▶ **Exercise brief**: Count the lines in the rows below that contain the word "brown". Reply with the number alone.

▶ **Records for this exercise**:
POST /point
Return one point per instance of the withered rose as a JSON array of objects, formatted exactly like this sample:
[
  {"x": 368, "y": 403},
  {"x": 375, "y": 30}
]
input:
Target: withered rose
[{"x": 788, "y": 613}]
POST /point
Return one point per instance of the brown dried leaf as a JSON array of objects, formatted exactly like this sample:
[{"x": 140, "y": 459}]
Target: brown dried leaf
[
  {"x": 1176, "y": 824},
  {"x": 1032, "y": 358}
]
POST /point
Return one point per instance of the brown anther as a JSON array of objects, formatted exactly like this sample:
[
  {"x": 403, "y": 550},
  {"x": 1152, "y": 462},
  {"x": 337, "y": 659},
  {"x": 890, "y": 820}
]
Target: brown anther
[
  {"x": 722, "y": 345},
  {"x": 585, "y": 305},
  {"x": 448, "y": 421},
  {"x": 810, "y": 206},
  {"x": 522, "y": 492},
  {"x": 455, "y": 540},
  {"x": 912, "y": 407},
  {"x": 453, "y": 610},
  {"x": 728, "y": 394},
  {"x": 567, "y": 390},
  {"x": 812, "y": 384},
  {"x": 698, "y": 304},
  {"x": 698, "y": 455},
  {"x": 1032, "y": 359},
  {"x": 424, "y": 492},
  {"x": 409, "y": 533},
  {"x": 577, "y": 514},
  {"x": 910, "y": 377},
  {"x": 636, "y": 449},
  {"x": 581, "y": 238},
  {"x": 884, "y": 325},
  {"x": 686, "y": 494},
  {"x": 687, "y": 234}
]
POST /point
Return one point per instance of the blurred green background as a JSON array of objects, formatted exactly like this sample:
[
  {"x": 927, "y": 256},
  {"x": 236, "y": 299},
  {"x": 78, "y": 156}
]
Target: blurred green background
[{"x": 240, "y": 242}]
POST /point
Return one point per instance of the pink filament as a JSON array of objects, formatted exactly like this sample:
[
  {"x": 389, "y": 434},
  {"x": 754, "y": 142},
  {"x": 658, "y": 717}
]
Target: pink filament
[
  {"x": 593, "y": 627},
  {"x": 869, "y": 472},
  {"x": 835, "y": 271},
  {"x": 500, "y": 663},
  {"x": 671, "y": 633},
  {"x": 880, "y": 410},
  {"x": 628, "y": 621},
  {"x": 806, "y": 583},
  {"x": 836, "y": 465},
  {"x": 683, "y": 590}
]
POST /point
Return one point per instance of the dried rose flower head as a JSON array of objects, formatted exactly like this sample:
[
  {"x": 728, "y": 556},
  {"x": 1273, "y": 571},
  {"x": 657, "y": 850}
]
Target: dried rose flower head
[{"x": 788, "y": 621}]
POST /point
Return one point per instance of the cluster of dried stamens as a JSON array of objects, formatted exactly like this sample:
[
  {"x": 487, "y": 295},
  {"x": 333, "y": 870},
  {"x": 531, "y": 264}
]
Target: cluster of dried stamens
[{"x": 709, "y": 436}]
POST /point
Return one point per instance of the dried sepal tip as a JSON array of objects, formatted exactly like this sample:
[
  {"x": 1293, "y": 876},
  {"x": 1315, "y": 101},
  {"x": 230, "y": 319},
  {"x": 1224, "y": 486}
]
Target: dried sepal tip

▶ **Written response**: 4